━━ Excerpted passage

But Chomicki, a Secret Service supervisor, noticed that the bottled water was not being tested. After he suggested that it be tested as well, the Secret Service sent samples of the water to the Environmental Protection Agency for testing. Two days later, EPA called Chomicki. A shocked technician told him the water at the vice president’s residence was laced with bacteria.
“He said the EPA had to expand its graph to be able to count the number of bacteria,” Chomicki recalls. “The water could cause headaches, diarrhea, and stomachaches.”
As a result of the test findings, the EPA confiscated huge batches of water from the bottled water company.
20
Cutting Corners
AFTER 9/11, THE Secret Service faced a double whammy. On the one hand, in a reflexive effort to show that the government was doing something to improve security, President George W. Bush and Congress created the Department of Homeland Security (DHS), an amalgam of twenty-two agencies with 180,000 employees. On March 1, 2003, the Secret Service was transferred from the Treasury Department to the new agency. After being a star at the treasury, the Secret Service became a stepchild competing for funds with other agencies, which were often dysfunctional.

━━━━
━━ Record set

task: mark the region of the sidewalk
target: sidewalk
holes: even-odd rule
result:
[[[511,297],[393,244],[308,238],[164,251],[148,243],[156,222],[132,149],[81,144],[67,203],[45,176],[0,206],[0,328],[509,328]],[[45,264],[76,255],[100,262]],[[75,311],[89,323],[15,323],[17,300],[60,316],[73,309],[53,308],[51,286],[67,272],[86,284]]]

━━━━

§ **What you will do**
1 > Answer these questions from the excerpt on the Secret Service:
(a) What did Chomicki notice was not being tested?
(b) On what date was the Secret Service transferred to the new agency?
(c) How many agencies were combined to form the Department of Homeland Security?
2 > Rewrite everything from "But Chomicki, a" down to "laced with bacteria." in the excerpt on the Secret Service, replacing "bottled water" with "drinking water".
These records come from a separate source.

§ **Answers for each item**
1 >
(a) The bottled water.
(b) March 1, 2003.
(c) Twenty-two.

2 >
But Chomicki, a Secret Service supervisor, noticed that the drinking water was not being tested. After he suggested that it be tested as well, the Secret Service sent samples of the water to the Environmental Protection Agency for testing. Two days later, EPA called Chomicki. A shocked technician told him the water at the vice president’s residence was laced with bacteria.